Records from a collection
──────────────────────────────
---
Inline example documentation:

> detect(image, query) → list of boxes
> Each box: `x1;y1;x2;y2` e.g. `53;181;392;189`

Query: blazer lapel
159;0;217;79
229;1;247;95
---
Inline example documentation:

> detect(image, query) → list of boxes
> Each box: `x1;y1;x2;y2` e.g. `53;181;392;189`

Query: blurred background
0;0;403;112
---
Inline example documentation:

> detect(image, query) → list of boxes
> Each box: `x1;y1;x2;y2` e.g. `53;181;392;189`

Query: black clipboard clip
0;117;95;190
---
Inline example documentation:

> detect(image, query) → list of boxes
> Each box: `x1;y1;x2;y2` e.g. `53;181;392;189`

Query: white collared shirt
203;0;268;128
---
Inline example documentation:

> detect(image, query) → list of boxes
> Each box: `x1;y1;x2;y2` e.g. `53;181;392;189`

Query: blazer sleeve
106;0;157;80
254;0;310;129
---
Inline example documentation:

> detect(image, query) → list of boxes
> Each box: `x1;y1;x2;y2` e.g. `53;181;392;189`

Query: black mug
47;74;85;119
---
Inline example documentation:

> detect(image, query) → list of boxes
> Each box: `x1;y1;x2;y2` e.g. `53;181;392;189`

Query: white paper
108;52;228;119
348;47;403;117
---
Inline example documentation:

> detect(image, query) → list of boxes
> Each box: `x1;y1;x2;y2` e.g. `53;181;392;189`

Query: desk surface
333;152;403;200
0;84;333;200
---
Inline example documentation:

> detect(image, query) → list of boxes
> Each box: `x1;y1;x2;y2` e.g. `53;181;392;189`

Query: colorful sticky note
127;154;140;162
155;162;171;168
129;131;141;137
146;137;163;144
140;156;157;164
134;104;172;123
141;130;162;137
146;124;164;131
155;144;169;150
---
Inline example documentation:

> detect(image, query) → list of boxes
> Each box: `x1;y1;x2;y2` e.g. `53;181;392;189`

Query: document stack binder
──────────────────────────────
→ EXERCISE INSTRUCTIONS: Give back the data above exactly as it appears.

→ RESULT FOR THIS TASK:
---
Inline example documentation:

> detect(image, query) → list of boxes
> Each box: `x1;y1;x2;y2` e.g. `53;181;392;189`

Query: blazer lapel
159;0;217;79
229;1;247;95
---
Inline example documentation:

> detect(image, query) → list of boxes
> Each box: `x1;y1;x2;y2` e.g. `53;181;392;189`

Query: blurred background
0;0;403;112
---
Inline example documentation:

> detect(image, query) → list of boxes
> Each box: `x1;y1;x2;y2` e.g. `53;181;392;189`

Query: black clipboard clip
0;117;95;190
---
Inline example documentation:

> detect(image, query) → list of boxes
> Each box: `x1;y1;x2;y2` e.g. `53;181;392;189`

Query: white collared shirt
203;0;268;128
---
Inline example documentation:

> detect(image, query) → list of boxes
> Each box: `x1;y1;x2;y2` e.g. `53;181;392;189`

Query: blazer sleeve
106;0;157;80
254;0;310;129
---
Inline example documentation:

> detect(image, query) → list of boxes
> Each box: `x1;y1;x2;y2` e.g. `53;181;392;189`

Query: black mug
47;74;85;119
---
Inline example documentation:

> detect(image, query) → list of boxes
> Each box: `x1;y1;x2;y2` e.g. `53;181;392;189`

Query: white paper
108;52;228;119
348;47;403;117
---
Inline example documentation:

> detect(image, query) → list of boxes
> Each box: `x1;y1;x2;y2` e.g. `53;181;392;189`

Query: desk surface
333;152;403;200
0;84;333;200
---
Inline example documentation:

> detect(image, query) → list of boxes
> Each box: `x1;y1;x2;y2` e.g. `53;181;392;189`

Query: colorful sticky note
127;154;140;162
155;162;171;168
129;131;141;137
146;137;163;144
140;156;157;164
134;104;172;123
141;130;162;137
146;124;164;131
155;144;169;150
---
Inline example documentation:

> detect(image, query) → list of boxes
> Each box: `x1;y1;x2;y2` e.g. `53;181;392;189`

Query: document stack binder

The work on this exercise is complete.